Provided material:

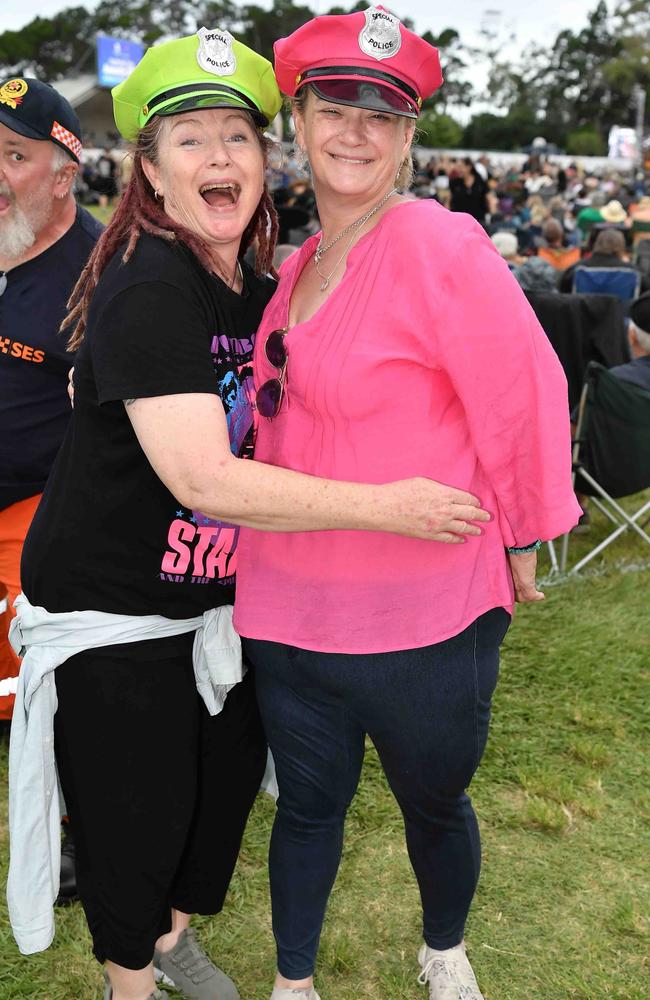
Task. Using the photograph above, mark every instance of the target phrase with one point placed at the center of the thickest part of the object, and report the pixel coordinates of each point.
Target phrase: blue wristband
(517, 550)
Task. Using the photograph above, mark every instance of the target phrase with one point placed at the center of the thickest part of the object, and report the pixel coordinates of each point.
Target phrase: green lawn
(564, 800)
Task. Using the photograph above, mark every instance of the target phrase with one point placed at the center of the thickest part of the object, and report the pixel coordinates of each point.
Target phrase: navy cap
(37, 111)
(640, 312)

Aim: Reproduce all of the lines above verbatim, omitting the picture from your copy.

Solution to this problem:
Task. Using the photograph above, mark every instance of the target phrase with one point placed at the center of the thickest part of the object, and report the pixel coordinates of each point.
Target phrase: blue wristband
(517, 550)
Task. Using the photograph above, mark every instance of the target phrase with one point placed at the center of the thickest part of the object, and report the pixel coordinates of each point.
Target phrase: green lawn
(564, 800)
Task. Using the photograph above, mark every instance of the target phrase with one point placed at the center of the thickest part of the object, and report the pixel coordinates of each point.
Target phrase: navy cap
(37, 111)
(640, 312)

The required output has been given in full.